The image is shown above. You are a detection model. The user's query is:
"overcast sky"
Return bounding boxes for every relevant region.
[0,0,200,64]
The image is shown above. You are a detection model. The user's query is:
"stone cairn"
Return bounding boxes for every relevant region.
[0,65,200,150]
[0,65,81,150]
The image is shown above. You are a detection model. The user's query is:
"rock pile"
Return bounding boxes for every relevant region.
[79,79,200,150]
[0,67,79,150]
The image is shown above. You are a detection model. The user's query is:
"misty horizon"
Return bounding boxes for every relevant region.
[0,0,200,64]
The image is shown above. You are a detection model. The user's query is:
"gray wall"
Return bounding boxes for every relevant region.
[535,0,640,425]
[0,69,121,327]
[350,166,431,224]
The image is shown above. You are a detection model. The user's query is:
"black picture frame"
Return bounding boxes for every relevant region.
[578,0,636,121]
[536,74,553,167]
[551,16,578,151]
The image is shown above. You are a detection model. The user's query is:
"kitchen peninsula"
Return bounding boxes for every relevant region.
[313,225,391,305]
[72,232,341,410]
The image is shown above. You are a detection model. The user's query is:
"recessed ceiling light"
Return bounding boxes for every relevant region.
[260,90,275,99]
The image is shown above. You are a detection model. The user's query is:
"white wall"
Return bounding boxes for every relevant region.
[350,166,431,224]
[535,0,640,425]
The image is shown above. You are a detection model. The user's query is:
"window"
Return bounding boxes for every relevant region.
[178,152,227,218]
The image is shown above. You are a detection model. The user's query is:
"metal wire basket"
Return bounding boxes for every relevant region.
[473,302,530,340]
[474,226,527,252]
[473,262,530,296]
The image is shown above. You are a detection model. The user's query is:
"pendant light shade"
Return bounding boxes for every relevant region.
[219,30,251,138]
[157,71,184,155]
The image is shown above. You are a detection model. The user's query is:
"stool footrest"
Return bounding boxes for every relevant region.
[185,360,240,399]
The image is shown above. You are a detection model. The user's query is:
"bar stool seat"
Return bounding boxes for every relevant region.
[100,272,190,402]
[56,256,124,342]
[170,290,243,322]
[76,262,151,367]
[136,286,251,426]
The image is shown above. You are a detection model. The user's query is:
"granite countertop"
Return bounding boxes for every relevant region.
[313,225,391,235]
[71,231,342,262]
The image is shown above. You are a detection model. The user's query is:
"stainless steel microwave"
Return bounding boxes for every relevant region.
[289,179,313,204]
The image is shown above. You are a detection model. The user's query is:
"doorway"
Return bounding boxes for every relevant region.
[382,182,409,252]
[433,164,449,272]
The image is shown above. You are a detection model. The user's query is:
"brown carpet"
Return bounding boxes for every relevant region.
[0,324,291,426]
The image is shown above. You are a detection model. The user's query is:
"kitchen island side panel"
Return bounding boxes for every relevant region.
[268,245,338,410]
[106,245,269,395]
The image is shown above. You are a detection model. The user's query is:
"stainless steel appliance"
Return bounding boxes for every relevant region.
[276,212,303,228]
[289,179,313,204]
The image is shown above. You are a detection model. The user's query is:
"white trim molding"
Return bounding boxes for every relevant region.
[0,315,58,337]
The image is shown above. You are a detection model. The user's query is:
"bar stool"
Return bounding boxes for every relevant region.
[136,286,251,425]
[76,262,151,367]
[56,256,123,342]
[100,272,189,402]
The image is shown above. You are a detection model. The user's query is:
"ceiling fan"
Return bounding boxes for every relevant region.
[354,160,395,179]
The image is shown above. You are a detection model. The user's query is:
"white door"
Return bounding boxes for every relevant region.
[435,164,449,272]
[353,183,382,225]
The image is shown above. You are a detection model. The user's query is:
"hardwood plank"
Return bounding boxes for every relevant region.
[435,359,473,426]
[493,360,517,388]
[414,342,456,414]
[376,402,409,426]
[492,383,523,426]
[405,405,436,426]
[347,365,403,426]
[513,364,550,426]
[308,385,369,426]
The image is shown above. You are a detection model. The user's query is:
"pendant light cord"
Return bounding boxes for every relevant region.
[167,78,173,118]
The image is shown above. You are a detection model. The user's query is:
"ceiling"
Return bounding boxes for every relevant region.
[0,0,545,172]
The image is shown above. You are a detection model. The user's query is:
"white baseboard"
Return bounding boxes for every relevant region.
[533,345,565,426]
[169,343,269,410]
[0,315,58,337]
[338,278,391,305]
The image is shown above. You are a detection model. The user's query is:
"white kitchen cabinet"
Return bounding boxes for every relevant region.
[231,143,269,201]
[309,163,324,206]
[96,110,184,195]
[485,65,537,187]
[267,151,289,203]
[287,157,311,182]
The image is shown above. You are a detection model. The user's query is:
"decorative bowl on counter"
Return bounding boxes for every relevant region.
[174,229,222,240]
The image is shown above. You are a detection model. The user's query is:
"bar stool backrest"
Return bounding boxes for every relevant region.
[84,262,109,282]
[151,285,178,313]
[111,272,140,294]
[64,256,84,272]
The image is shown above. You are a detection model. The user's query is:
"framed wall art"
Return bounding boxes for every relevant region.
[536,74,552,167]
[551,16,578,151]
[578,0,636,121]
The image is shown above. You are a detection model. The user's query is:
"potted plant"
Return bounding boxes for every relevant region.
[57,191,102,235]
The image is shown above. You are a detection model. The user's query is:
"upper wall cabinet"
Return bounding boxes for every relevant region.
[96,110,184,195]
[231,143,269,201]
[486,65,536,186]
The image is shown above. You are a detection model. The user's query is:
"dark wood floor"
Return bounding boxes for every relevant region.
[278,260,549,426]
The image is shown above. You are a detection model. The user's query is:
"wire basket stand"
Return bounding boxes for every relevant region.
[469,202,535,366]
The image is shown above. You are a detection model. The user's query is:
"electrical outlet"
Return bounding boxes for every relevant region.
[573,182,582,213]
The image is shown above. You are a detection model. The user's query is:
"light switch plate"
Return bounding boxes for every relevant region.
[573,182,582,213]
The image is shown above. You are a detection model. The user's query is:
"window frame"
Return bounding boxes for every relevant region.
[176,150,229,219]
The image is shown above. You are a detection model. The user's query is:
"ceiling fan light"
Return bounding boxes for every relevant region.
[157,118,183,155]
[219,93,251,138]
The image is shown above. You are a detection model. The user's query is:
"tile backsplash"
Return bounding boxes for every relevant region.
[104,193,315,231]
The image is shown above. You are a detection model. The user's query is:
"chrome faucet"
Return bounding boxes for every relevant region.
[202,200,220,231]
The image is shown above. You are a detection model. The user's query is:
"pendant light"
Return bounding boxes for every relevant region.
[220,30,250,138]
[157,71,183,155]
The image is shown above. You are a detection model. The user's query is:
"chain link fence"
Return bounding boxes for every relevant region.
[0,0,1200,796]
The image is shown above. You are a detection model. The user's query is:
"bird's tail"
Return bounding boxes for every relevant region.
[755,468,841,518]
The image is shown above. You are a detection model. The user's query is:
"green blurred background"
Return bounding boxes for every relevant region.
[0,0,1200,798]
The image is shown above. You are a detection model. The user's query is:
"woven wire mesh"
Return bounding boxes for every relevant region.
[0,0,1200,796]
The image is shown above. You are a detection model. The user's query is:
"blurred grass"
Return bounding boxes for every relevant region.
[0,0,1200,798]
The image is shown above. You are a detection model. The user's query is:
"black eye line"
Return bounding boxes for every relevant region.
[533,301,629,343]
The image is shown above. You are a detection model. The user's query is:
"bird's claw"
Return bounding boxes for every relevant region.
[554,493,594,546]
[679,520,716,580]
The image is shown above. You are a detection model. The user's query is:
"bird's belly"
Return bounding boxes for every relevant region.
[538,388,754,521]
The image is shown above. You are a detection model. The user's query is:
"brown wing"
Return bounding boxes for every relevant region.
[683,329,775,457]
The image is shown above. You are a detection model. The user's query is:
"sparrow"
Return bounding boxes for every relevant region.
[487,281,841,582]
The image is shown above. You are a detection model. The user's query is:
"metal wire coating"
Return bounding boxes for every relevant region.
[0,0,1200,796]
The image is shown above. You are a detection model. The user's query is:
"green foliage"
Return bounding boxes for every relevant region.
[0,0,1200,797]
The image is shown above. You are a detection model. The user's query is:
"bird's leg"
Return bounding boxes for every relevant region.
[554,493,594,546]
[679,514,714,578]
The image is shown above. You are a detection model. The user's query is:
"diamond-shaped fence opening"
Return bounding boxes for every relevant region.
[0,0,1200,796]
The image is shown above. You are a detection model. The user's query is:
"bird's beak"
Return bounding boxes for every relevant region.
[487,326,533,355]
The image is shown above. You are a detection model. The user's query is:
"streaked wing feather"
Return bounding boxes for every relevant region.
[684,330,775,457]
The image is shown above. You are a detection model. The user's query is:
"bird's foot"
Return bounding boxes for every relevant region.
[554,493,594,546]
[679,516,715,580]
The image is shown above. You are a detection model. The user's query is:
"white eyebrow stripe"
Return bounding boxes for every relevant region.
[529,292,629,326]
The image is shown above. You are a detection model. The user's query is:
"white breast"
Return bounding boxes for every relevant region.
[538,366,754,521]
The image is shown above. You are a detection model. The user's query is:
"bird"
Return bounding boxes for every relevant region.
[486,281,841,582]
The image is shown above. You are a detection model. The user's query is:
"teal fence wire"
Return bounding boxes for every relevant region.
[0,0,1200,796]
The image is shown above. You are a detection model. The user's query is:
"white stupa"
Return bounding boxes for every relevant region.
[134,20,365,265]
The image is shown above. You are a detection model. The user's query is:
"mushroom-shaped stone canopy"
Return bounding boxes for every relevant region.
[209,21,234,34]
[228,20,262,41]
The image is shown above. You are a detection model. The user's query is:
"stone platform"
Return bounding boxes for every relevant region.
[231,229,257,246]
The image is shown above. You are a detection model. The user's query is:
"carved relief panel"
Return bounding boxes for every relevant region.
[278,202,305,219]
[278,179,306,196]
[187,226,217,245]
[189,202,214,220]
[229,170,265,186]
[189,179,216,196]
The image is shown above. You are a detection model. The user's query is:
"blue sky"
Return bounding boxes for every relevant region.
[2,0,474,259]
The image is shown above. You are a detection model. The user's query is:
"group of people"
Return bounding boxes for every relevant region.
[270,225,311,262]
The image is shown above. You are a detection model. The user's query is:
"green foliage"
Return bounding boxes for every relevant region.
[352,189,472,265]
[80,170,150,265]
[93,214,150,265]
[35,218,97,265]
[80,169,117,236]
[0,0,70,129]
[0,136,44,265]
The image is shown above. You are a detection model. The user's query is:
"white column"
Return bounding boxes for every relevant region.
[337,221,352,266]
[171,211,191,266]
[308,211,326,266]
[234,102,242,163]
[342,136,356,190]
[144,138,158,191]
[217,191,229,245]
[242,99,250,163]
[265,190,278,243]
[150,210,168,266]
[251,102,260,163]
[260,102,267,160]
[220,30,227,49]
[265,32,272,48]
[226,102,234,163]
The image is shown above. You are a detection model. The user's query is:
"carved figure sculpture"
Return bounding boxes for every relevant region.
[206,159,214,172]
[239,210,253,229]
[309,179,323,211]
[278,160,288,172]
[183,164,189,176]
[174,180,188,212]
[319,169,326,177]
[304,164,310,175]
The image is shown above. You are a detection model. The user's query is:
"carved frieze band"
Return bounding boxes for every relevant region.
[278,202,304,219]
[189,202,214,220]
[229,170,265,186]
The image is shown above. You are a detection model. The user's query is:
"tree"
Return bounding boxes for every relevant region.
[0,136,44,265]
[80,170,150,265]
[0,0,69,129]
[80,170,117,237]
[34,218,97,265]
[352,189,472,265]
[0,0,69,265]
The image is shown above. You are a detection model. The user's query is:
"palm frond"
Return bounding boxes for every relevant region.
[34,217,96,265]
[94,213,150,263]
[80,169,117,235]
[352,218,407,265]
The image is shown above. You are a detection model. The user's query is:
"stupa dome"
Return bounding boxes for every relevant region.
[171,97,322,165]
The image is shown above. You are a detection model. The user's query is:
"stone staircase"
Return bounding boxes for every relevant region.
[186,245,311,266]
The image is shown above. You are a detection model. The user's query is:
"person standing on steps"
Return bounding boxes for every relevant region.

::::

#### [Brief]
How many lines of the data above contain the word "carved"? Give only the number.

#### [Exercise response]
3